§ Your objective: Determine the number of lines below that contain "vegetation". Write nothing but that number.

§ Data shown:
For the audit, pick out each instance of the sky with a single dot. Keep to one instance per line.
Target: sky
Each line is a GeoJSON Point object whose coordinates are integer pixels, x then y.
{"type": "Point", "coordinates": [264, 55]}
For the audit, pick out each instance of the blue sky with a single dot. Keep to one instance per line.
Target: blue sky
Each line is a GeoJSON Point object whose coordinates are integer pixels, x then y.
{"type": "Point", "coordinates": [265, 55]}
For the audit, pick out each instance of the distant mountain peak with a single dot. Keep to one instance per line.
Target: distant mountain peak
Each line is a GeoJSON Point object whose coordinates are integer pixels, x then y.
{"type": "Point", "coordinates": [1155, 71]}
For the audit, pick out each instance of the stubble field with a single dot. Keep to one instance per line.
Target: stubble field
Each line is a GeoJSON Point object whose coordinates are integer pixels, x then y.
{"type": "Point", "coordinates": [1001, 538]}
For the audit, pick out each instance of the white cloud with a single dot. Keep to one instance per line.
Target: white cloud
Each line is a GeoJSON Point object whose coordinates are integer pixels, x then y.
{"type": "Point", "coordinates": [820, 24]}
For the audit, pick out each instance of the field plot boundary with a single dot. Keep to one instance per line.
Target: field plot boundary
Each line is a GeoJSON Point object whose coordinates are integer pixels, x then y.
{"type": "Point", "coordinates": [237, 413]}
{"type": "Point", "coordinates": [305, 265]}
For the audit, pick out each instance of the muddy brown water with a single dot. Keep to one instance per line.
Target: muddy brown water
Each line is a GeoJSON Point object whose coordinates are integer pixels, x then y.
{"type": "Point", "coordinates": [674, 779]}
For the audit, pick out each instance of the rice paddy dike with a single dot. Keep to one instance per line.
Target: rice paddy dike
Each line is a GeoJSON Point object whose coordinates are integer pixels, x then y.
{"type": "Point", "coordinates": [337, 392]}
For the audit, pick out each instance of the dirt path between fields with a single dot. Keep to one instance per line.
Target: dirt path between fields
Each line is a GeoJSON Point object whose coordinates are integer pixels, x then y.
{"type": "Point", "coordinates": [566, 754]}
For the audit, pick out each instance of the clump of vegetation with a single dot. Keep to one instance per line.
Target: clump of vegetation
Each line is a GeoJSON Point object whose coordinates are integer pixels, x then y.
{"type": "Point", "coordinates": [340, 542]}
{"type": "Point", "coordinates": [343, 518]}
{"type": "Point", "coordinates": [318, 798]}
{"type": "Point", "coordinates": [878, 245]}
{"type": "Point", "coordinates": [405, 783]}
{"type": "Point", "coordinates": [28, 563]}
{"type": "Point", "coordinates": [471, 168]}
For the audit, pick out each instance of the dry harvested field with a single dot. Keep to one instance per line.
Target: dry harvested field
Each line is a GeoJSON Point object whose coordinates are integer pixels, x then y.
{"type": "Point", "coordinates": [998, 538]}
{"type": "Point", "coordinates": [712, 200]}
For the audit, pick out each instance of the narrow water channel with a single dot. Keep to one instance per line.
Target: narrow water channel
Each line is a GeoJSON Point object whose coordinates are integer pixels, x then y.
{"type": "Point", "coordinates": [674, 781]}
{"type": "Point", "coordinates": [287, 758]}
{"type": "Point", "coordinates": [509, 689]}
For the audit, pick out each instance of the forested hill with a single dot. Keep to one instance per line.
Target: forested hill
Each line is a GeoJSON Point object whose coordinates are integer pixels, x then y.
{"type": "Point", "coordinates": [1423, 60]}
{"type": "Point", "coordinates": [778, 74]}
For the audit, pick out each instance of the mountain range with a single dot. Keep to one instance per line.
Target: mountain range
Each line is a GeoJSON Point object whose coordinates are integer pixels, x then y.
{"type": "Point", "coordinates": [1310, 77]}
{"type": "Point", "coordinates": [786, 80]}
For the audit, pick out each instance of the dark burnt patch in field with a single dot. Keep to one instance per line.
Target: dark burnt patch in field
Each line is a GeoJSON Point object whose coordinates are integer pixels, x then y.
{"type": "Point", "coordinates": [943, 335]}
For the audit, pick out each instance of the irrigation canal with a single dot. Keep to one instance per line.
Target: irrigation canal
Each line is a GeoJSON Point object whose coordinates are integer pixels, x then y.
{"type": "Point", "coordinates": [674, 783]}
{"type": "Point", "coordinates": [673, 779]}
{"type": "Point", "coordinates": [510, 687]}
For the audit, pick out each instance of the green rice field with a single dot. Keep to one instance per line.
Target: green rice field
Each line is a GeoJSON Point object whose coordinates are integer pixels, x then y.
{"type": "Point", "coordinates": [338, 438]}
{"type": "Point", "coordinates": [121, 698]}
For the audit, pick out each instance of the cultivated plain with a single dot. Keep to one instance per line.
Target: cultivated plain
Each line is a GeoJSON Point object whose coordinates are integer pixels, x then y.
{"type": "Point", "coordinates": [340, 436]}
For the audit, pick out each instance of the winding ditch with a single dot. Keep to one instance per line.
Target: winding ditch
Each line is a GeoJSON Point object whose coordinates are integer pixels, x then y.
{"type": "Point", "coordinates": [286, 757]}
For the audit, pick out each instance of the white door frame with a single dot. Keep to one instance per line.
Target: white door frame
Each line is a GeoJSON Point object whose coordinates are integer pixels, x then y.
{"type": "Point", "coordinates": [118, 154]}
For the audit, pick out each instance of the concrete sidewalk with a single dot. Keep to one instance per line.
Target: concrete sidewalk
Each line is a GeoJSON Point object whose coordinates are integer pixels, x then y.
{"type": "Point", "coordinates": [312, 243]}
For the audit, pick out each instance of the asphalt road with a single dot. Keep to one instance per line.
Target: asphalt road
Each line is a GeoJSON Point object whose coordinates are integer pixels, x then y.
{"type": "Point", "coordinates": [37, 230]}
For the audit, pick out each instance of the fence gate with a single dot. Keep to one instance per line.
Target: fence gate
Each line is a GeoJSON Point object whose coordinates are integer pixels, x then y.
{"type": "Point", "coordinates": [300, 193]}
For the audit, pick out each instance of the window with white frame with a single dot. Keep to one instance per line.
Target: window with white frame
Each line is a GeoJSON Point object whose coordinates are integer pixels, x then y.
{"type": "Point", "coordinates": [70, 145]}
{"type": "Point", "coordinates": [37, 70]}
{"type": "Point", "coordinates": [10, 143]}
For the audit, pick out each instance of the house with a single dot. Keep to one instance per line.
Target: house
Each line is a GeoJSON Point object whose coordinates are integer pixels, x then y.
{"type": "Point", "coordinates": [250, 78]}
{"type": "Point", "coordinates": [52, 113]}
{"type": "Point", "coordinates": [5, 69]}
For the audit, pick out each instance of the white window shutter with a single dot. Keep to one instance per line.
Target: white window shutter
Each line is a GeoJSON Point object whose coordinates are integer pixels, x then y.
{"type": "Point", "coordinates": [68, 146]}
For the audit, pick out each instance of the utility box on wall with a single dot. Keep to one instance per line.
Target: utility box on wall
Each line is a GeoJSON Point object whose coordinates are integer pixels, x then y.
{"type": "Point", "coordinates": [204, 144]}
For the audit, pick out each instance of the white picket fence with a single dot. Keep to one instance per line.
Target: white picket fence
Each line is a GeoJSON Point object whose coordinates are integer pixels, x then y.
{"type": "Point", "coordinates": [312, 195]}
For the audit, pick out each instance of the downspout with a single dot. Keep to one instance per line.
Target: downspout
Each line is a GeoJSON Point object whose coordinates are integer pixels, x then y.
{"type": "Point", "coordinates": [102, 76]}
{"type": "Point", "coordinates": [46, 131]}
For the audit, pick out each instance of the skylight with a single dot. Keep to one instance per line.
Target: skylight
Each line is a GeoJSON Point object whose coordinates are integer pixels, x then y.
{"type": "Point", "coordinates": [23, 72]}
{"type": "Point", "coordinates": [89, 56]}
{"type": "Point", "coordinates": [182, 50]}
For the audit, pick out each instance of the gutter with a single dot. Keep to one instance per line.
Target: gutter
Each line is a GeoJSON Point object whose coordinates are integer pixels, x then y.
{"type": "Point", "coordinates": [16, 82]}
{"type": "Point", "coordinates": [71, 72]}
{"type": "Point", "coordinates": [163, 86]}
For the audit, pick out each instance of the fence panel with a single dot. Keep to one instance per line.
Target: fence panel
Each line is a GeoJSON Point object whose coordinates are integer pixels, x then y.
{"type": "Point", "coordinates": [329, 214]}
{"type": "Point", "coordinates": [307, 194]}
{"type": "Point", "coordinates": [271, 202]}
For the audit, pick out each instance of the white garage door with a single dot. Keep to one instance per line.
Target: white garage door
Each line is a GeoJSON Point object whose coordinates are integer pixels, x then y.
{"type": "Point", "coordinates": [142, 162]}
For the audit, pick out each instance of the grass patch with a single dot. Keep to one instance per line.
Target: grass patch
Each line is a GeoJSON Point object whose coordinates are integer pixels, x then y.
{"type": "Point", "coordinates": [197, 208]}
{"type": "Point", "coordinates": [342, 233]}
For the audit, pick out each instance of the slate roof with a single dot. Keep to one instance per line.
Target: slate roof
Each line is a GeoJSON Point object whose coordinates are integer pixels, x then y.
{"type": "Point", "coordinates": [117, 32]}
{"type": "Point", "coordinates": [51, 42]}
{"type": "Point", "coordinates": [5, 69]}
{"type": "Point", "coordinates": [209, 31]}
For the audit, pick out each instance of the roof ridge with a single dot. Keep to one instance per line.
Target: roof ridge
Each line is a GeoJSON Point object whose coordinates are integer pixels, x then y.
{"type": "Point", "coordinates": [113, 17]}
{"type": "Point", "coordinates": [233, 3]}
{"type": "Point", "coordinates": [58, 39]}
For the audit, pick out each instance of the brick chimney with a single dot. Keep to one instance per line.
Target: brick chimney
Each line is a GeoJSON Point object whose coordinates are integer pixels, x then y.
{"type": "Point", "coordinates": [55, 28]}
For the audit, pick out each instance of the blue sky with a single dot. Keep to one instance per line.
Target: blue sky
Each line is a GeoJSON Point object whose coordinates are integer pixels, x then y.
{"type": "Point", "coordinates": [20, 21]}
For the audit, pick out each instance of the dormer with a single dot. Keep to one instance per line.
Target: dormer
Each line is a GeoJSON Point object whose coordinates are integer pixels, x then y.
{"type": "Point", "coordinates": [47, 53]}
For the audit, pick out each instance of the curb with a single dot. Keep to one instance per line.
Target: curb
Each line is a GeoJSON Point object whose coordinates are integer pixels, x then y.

§ Answer space: 2